Using the records that appear below, write out exactly the lines from the one with "Can you spot the louvered" through the one with "Can you spot the yellow", keeping both end lines.

— Exercise materials —
########
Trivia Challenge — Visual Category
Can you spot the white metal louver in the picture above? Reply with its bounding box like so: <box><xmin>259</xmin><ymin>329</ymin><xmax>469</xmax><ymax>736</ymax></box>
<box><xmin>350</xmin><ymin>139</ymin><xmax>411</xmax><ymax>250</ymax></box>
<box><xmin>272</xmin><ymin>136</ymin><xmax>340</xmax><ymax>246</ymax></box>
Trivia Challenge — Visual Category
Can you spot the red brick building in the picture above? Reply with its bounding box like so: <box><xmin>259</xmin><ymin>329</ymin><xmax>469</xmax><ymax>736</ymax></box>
########
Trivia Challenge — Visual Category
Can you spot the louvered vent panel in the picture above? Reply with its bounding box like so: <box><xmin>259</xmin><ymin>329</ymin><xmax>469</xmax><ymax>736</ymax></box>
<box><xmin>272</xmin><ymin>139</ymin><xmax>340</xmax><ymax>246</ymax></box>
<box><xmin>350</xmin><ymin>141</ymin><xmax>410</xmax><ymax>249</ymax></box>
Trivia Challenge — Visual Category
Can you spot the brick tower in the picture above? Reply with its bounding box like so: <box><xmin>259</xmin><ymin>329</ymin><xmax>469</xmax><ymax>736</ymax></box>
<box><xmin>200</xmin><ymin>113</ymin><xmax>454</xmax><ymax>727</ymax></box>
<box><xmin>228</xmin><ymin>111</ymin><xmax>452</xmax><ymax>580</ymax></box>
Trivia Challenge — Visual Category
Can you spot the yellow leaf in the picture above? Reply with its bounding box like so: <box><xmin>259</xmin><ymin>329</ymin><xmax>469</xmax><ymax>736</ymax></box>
########
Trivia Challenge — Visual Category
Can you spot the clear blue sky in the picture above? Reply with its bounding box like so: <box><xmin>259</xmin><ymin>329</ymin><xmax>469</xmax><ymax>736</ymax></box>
########
— Expected answer —
Can you spot the louvered vent panel in the picture above? Reply with its bounding box like so: <box><xmin>259</xmin><ymin>329</ymin><xmax>469</xmax><ymax>736</ymax></box>
<box><xmin>272</xmin><ymin>139</ymin><xmax>340</xmax><ymax>246</ymax></box>
<box><xmin>350</xmin><ymin>141</ymin><xmax>410</xmax><ymax>249</ymax></box>
Trivia Challenge — Visual Category
Can you spot the brick tower in the picture above? Reply with its bounding box like so: <box><xmin>259</xmin><ymin>329</ymin><xmax>469</xmax><ymax>736</ymax></box>
<box><xmin>200</xmin><ymin>113</ymin><xmax>454</xmax><ymax>727</ymax></box>
<box><xmin>228</xmin><ymin>111</ymin><xmax>452</xmax><ymax>580</ymax></box>
Trivia Challenge — Visual Category
Can you spot the yellow leaf in the picture above? Reply with its bounding box like so: <box><xmin>259</xmin><ymin>329</ymin><xmax>469</xmax><ymax>736</ymax></box>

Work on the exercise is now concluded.